- KUTIPAN TERPILIH:
****************

Hasil monitoring iklan rokok yang dilakukan Yayasan Lentera Anak, SFA dan YPMA di 5 kota pada 2015 menemukan 85% sekolah dikelilingi iklan rokok. Pemantauan yang dilakukan Forum Anak di 10 kota pada 2017 menunjukkan ada 2.868 iklan, promosi, dan sponsorship rokok.

Di satu sisi anak dan remaja dikepung iklan, promosi dan sponsor rokok yang massif, di sisi yang lain peraturan yang melindungi anak dari rokok sangat lemah. Indonesia sebenarnya sudah memiliki peraturan yang bertujuan mengendalikan konsumsi rokok, yakni Peraturan Pemerintah Nomor 109 tahun 2012 tentang Pengamanan Bahan yang Mengandung Zat Adiktif berupa Produk Tembakau bagi Kesehatan atau PP 109/2012.

Bersambung ke halaman selanjutnya.

Tapi faktanya, PP 109/2012 gagal melindungi anak dari adiksi rokok dan menurunkan prevalensi perokok anak. Tidak adanya sanksi tegas dalam PP 109/2012 menjadikan iklan, promosi dan sponsor rokok merajalela dan industri rokok tetap leluasa menjual rokok kepada anak.

****************

- BAGIAN DATA:
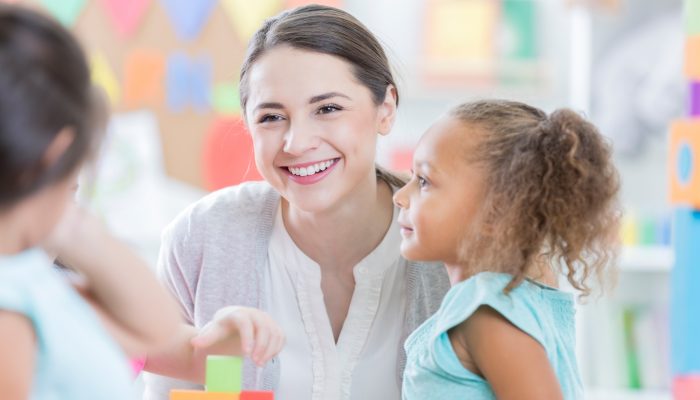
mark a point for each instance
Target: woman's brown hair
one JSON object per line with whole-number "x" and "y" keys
{"x": 551, "y": 192}
{"x": 331, "y": 31}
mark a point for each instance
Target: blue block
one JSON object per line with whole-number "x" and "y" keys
{"x": 685, "y": 292}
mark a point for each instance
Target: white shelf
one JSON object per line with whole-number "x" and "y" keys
{"x": 628, "y": 395}
{"x": 646, "y": 259}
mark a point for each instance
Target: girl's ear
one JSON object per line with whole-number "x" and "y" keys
{"x": 58, "y": 147}
{"x": 387, "y": 111}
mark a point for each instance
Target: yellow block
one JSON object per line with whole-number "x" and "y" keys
{"x": 201, "y": 395}
{"x": 684, "y": 163}
{"x": 692, "y": 57}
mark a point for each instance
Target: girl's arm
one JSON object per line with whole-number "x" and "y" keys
{"x": 239, "y": 331}
{"x": 18, "y": 349}
{"x": 515, "y": 364}
{"x": 120, "y": 283}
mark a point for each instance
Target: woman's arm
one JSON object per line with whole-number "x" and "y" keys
{"x": 18, "y": 348}
{"x": 513, "y": 362}
{"x": 239, "y": 331}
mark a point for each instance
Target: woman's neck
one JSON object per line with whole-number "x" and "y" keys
{"x": 342, "y": 236}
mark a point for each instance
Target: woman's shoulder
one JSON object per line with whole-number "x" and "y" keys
{"x": 237, "y": 207}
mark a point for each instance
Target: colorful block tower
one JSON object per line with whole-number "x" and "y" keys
{"x": 224, "y": 376}
{"x": 684, "y": 178}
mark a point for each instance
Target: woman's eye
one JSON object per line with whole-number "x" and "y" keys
{"x": 269, "y": 118}
{"x": 329, "y": 108}
{"x": 422, "y": 182}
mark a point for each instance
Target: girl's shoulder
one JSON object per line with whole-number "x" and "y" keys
{"x": 524, "y": 306}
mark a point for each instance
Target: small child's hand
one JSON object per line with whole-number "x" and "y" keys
{"x": 257, "y": 334}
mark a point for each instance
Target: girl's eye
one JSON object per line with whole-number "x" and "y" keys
{"x": 422, "y": 182}
{"x": 329, "y": 108}
{"x": 269, "y": 118}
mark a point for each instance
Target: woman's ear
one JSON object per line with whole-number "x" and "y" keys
{"x": 387, "y": 111}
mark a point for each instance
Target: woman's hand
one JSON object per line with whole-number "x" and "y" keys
{"x": 241, "y": 330}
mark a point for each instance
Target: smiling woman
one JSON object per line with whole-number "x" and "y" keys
{"x": 315, "y": 246}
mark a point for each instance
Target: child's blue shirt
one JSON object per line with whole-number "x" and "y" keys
{"x": 433, "y": 370}
{"x": 75, "y": 357}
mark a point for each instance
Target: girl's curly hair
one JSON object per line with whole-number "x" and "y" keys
{"x": 551, "y": 193}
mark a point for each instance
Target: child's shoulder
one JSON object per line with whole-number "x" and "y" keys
{"x": 23, "y": 275}
{"x": 519, "y": 306}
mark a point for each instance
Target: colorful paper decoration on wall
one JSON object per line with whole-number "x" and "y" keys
{"x": 247, "y": 16}
{"x": 188, "y": 81}
{"x": 460, "y": 35}
{"x": 226, "y": 99}
{"x": 189, "y": 16}
{"x": 520, "y": 31}
{"x": 686, "y": 387}
{"x": 692, "y": 17}
{"x": 692, "y": 57}
{"x": 126, "y": 15}
{"x": 103, "y": 76}
{"x": 66, "y": 11}
{"x": 694, "y": 106}
{"x": 144, "y": 72}
{"x": 228, "y": 155}
{"x": 297, "y": 3}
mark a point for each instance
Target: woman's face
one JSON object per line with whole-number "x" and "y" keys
{"x": 314, "y": 127}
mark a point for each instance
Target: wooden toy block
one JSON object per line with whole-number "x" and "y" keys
{"x": 257, "y": 395}
{"x": 202, "y": 395}
{"x": 685, "y": 296}
{"x": 692, "y": 57}
{"x": 695, "y": 99}
{"x": 684, "y": 163}
{"x": 686, "y": 387}
{"x": 224, "y": 374}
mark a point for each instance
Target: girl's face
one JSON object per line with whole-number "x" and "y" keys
{"x": 444, "y": 195}
{"x": 314, "y": 126}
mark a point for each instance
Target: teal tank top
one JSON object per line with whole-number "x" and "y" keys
{"x": 75, "y": 357}
{"x": 433, "y": 370}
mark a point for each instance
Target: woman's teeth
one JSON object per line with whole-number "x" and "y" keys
{"x": 311, "y": 169}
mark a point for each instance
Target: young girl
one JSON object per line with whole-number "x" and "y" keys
{"x": 52, "y": 343}
{"x": 507, "y": 197}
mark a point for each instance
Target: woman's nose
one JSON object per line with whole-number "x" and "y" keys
{"x": 300, "y": 138}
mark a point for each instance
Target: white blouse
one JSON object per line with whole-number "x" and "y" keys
{"x": 363, "y": 364}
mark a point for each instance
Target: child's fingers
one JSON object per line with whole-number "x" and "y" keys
{"x": 262, "y": 336}
{"x": 241, "y": 320}
{"x": 236, "y": 320}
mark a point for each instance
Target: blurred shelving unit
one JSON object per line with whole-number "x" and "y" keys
{"x": 628, "y": 395}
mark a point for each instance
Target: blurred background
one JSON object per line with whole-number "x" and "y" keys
{"x": 170, "y": 69}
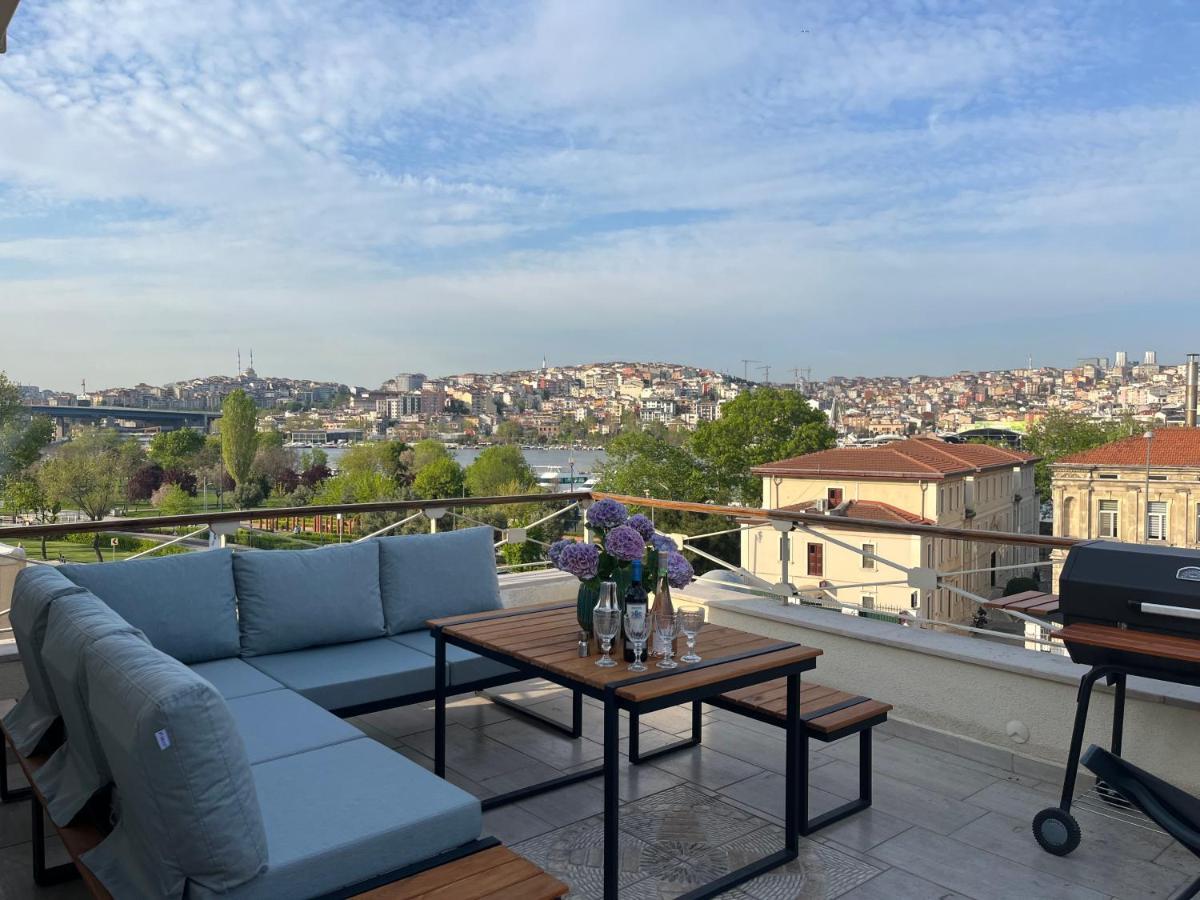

****************

- TUGAS:
Dalam kutipan tentang iklan rokok, berapa jumlah iklan, promosi, dan sponsorship rokok yang ditemukan dari pemantauan Forum Anak di 10 kota pada 2017? Data di atas tidak digunakan dalam pengerjaan tugas ini.

- JAWABAN:
Sebanyak 2.868 iklan, promosi, dan sponsorship rokok.